In the records below, take the line containing "the shirt cuff" and every line following it, and write them out exactly.

:: MATERIAL FOR THIS EXERCISE

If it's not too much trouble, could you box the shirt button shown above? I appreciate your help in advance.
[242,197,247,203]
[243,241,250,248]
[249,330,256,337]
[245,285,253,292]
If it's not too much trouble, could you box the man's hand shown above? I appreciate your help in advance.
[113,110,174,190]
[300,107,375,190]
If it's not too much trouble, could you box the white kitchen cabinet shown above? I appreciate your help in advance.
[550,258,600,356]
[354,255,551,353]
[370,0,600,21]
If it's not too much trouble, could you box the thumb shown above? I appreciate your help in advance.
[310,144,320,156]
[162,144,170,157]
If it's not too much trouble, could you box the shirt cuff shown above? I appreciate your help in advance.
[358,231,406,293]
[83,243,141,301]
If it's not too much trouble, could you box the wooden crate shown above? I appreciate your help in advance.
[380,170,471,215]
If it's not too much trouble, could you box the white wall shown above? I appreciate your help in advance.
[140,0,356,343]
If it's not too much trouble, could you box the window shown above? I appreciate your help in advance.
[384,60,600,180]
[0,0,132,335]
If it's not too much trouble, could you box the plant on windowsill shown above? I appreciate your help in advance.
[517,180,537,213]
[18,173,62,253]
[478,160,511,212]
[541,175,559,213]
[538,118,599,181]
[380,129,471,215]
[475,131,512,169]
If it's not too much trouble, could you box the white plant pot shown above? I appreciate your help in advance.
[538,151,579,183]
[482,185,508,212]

::::

REPLY:
If it's not too much trouble, could you box the shirt cuff shown above? I appreciate your help in advance.
[358,231,406,293]
[83,243,141,301]
If it's not too much trouble, could you box the wooden crate shown above? I appreciate your help in advance.
[380,170,471,215]
If it's not too much trouble, could you box the white wall shown above? I appreciate your help in advance.
[140,0,356,343]
If it's not too much trouble, could you box the window shown above? I appreciate your help in advance.
[384,60,600,180]
[0,0,132,335]
If it's not too much trouble, could you box the plant on windowsill shown above? I appreciate your help in advance.
[517,180,537,213]
[18,173,62,253]
[478,160,511,212]
[541,175,559,213]
[538,118,599,181]
[380,129,471,215]
[475,131,512,169]
If it's not too much trouble, could you box the white plant pot shown above? I appreciate your help in advance.
[538,151,579,183]
[482,185,508,212]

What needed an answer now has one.